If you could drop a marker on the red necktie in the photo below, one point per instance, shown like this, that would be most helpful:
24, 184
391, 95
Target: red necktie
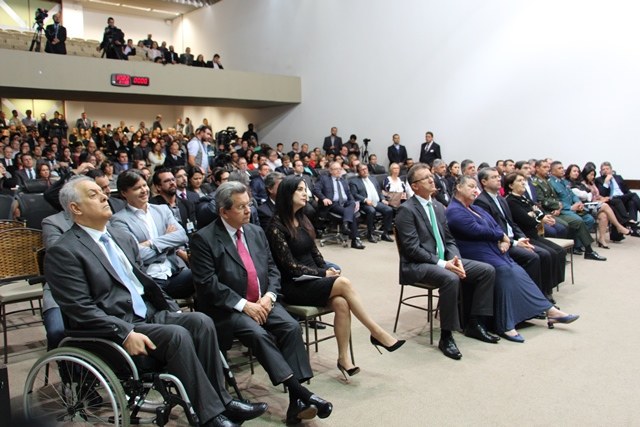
252, 276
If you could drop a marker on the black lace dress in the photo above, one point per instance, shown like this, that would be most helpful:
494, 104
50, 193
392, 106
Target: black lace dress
297, 256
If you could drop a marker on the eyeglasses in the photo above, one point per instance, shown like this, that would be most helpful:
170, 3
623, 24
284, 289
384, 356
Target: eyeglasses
430, 177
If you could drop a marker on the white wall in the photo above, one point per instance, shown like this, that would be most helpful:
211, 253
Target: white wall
492, 79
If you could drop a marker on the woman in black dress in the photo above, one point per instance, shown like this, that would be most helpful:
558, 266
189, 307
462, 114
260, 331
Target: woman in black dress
292, 241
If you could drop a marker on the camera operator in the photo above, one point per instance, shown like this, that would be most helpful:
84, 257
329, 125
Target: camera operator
112, 41
56, 36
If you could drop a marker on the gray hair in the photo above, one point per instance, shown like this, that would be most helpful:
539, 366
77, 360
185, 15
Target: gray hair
272, 179
69, 193
438, 162
225, 192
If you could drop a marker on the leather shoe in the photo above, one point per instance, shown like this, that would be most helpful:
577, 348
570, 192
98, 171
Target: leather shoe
239, 411
300, 411
448, 347
220, 421
479, 332
357, 244
594, 256
324, 407
386, 238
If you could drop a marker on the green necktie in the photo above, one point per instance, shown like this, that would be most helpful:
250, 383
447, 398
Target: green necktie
436, 232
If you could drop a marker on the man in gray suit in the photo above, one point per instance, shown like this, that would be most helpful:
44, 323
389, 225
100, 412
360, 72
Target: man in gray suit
96, 277
428, 253
237, 283
161, 239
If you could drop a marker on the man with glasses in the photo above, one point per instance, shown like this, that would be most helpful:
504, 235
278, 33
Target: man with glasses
428, 253
237, 284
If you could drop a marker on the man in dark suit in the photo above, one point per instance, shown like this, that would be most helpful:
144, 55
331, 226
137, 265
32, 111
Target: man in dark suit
96, 277
445, 192
332, 143
237, 283
429, 253
535, 260
613, 185
268, 208
429, 150
175, 157
334, 196
186, 58
397, 153
182, 209
56, 36
367, 192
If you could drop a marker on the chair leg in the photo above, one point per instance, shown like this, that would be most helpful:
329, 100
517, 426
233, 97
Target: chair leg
395, 325
3, 313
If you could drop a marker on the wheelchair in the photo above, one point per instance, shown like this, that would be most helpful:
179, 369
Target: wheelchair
94, 381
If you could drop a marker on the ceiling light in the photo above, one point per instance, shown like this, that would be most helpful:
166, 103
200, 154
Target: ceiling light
105, 2
145, 9
166, 11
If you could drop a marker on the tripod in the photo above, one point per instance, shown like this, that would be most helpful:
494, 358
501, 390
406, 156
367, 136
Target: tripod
37, 38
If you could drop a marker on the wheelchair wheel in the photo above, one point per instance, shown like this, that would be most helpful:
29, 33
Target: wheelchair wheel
70, 386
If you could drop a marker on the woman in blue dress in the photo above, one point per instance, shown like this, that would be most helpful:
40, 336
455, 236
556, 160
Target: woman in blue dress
479, 237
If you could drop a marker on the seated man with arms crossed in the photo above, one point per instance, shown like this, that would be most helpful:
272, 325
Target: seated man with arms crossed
95, 275
237, 283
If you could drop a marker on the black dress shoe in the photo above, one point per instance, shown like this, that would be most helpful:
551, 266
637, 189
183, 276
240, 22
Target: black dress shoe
316, 325
238, 411
386, 238
448, 347
594, 256
220, 421
478, 332
357, 244
324, 408
300, 411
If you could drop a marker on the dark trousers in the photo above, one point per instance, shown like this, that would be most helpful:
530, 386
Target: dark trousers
187, 344
277, 344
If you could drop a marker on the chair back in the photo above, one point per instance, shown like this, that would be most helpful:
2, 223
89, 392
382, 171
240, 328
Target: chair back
34, 208
19, 248
9, 224
6, 202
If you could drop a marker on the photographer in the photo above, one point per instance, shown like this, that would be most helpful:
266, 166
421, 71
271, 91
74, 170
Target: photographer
112, 41
56, 36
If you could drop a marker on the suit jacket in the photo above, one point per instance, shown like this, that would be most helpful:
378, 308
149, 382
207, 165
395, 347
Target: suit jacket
50, 34
88, 289
397, 155
164, 245
443, 188
428, 156
606, 191
324, 189
219, 275
359, 191
186, 208
485, 201
417, 241
332, 148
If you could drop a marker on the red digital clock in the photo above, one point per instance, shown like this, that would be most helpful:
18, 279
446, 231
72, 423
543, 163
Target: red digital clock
125, 80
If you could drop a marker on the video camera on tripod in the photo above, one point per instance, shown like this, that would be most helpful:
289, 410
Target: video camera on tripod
39, 17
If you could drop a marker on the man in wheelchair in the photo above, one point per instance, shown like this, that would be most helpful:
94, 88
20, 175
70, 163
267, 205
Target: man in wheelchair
95, 276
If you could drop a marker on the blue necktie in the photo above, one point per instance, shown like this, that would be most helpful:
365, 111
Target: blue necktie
139, 307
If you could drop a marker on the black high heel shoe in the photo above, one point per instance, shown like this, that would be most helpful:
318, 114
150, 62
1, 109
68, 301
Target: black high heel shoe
390, 349
346, 371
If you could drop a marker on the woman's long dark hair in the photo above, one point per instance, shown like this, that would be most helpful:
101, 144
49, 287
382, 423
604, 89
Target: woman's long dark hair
284, 206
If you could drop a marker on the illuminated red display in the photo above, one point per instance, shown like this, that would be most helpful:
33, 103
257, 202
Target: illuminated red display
125, 80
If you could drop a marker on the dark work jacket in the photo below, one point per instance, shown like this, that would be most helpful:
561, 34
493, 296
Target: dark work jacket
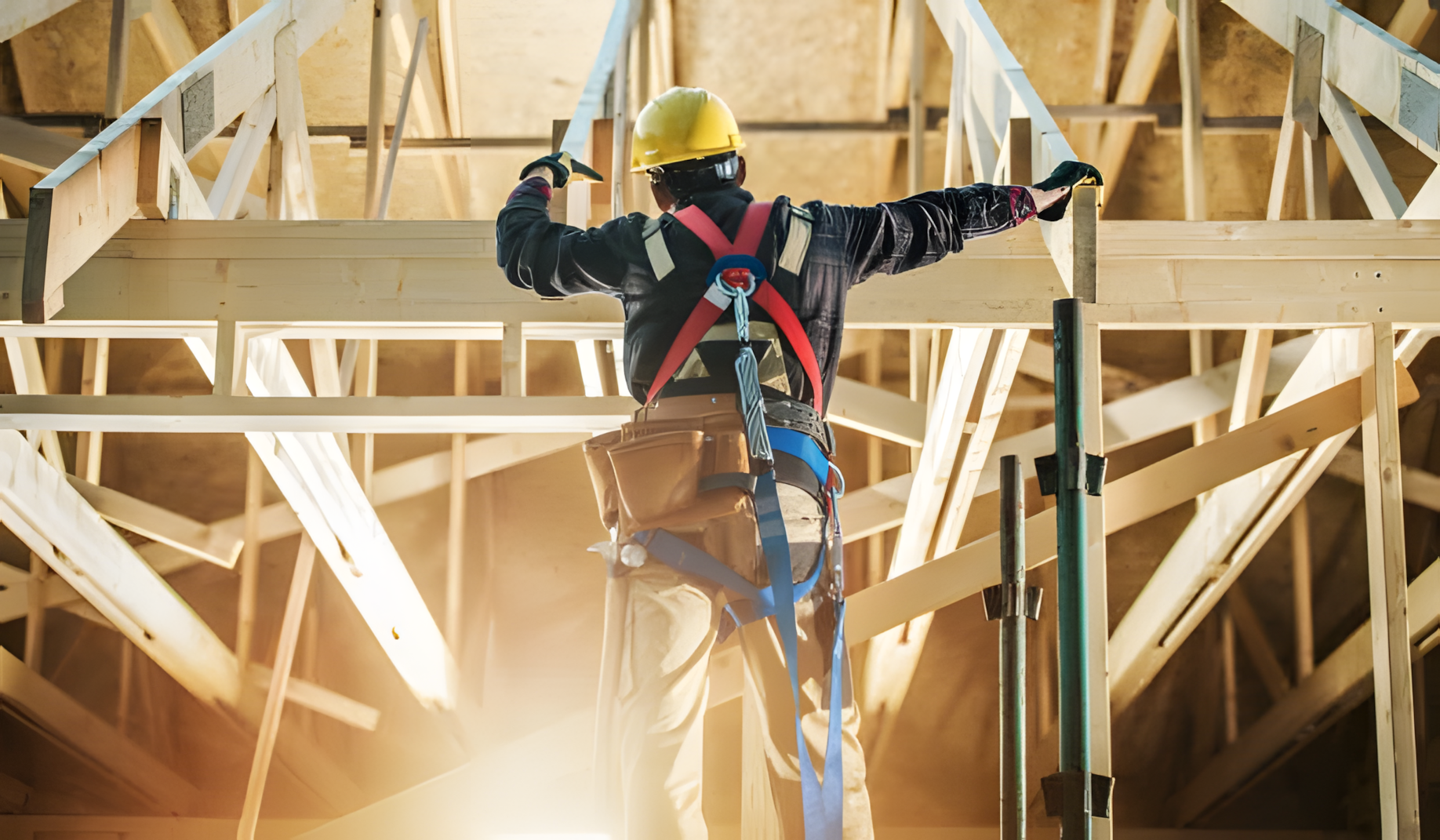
847, 245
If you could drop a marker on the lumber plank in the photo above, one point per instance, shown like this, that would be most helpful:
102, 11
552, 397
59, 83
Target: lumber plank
1128, 500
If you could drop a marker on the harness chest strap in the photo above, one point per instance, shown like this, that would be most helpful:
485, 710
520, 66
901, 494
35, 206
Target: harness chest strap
713, 304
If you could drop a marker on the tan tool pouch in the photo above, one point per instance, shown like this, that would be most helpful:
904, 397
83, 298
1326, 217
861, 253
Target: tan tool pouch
651, 473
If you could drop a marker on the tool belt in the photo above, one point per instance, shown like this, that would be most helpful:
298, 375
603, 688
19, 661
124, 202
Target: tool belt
683, 464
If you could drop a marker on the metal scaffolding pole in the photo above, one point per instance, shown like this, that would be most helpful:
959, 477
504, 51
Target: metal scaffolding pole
1075, 793
1011, 602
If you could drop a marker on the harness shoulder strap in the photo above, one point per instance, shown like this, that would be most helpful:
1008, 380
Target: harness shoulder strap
660, 261
797, 242
747, 241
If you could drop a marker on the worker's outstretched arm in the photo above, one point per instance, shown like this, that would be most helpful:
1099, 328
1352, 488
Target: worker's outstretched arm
558, 260
918, 231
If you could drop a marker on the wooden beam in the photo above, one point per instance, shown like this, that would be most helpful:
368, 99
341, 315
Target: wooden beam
165, 187
375, 130
332, 506
1412, 22
77, 208
1361, 61
1390, 628
1257, 645
94, 382
1300, 574
275, 699
1226, 533
1377, 187
35, 617
22, 15
153, 522
876, 411
117, 60
1338, 685
1417, 486
1193, 143
169, 35
297, 173
1255, 361
456, 522
49, 516
1158, 275
245, 151
340, 414
1144, 64
27, 376
1133, 499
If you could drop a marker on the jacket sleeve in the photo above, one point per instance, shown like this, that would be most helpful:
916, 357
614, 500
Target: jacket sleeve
918, 231
558, 260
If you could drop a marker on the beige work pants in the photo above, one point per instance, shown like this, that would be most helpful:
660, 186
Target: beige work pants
656, 745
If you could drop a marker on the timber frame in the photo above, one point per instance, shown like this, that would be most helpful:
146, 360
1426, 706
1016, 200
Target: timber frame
85, 267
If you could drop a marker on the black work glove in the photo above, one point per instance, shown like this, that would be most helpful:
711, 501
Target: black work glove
1071, 173
562, 166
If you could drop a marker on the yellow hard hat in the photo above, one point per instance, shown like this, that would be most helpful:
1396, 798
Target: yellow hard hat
683, 124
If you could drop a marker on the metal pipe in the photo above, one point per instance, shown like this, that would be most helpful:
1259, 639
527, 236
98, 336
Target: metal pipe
118, 60
1071, 516
1013, 650
416, 53
916, 97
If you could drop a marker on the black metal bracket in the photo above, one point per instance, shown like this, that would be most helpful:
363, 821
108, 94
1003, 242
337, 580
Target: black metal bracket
1047, 470
1093, 473
1093, 797
1002, 601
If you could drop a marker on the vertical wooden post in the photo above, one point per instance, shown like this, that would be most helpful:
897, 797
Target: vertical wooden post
955, 123
1202, 359
915, 98
1304, 605
275, 177
96, 382
1193, 141
375, 130
1255, 363
275, 699
368, 366
875, 454
249, 558
1227, 671
456, 542
513, 361
1021, 163
297, 176
620, 98
1317, 179
1386, 547
35, 616
118, 60
127, 666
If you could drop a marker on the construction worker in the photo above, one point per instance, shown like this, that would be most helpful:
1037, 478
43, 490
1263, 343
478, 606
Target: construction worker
723, 485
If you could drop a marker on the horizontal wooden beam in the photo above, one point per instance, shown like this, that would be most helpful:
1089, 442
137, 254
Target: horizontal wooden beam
316, 414
78, 206
1362, 61
1336, 686
878, 413
1135, 497
1154, 275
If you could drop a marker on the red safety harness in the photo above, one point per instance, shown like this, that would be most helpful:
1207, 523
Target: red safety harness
707, 311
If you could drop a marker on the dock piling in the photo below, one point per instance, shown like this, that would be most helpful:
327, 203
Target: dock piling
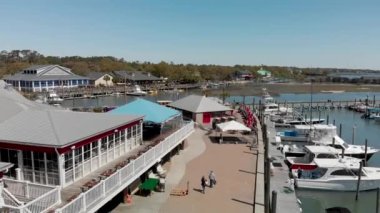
365, 153
274, 201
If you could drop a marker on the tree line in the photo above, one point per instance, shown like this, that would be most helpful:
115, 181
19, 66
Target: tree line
16, 60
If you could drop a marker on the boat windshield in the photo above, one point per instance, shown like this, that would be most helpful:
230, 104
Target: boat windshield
345, 145
311, 174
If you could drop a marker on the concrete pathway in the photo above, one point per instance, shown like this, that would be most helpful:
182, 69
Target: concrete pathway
195, 146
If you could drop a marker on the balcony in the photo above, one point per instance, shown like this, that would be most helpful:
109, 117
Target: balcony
22, 196
115, 181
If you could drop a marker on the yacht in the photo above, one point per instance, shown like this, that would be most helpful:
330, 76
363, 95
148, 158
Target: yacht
306, 162
270, 106
337, 175
356, 151
137, 91
53, 98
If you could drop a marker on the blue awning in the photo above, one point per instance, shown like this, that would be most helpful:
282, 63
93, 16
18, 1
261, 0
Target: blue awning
152, 111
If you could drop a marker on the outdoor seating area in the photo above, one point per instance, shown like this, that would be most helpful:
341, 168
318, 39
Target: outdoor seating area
247, 116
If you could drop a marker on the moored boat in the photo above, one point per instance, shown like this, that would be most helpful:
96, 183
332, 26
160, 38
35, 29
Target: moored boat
337, 175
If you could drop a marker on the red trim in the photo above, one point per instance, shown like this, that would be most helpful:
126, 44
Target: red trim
304, 166
66, 148
26, 147
94, 138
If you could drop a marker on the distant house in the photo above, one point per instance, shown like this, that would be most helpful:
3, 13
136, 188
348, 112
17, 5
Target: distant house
200, 108
135, 77
264, 73
243, 75
39, 78
100, 79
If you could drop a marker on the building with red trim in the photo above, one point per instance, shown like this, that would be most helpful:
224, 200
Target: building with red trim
54, 146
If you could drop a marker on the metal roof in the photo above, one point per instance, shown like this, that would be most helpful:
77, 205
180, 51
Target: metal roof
58, 128
97, 75
198, 104
151, 111
41, 74
26, 122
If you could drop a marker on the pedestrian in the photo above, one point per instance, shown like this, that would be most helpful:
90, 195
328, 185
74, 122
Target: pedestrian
203, 184
212, 178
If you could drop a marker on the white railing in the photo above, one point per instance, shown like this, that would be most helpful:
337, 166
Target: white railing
44, 202
39, 197
25, 189
10, 199
105, 190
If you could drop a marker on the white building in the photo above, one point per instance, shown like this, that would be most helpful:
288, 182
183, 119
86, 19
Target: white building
100, 79
40, 78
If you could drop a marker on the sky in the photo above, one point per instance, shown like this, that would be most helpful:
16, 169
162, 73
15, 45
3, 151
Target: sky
303, 33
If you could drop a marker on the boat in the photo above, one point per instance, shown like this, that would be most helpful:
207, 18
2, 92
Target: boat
306, 162
270, 106
332, 91
53, 98
356, 151
136, 91
307, 133
337, 175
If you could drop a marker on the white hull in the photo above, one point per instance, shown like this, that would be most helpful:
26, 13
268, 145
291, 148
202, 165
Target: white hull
338, 184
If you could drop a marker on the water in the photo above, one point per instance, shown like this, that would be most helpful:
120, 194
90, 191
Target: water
315, 201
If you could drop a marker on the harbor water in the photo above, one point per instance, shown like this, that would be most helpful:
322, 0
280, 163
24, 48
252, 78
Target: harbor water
354, 130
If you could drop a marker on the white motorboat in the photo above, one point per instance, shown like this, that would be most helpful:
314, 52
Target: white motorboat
337, 175
53, 98
306, 162
356, 151
137, 91
270, 106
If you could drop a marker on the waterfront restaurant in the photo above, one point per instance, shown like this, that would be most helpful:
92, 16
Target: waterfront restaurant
56, 147
40, 78
200, 108
158, 119
73, 161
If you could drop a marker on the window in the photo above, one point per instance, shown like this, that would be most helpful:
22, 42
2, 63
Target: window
94, 148
104, 144
78, 155
87, 151
68, 161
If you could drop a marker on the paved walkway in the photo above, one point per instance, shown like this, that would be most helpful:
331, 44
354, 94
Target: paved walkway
195, 146
235, 169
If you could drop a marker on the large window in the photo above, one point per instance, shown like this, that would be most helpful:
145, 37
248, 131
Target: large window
94, 148
87, 151
68, 161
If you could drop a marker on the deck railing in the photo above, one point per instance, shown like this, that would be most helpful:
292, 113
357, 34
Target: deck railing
37, 197
105, 190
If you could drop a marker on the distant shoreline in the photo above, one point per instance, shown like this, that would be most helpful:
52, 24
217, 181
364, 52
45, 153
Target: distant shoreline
281, 88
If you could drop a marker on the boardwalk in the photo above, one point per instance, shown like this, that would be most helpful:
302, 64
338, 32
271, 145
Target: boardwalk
235, 168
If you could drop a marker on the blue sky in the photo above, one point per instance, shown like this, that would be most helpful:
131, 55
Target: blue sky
312, 33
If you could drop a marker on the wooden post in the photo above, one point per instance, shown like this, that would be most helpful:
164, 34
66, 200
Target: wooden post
365, 153
274, 201
359, 178
377, 200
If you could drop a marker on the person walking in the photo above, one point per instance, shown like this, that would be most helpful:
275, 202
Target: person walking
203, 184
212, 178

- - - - - - -

◆ Given problem
Please give everything from the line containing "If you could drop a marker on the person" down to the end of the records as a JSON list of strings, one per line, with blank lines left out.

◆ Task response
[
  "If you could drop a marker on the person walking in the photo above, one point per instance, shown like this, that would be most helpful:",
  "275, 202",
  "Target: person walking",
  "203, 184",
  "212, 178"
]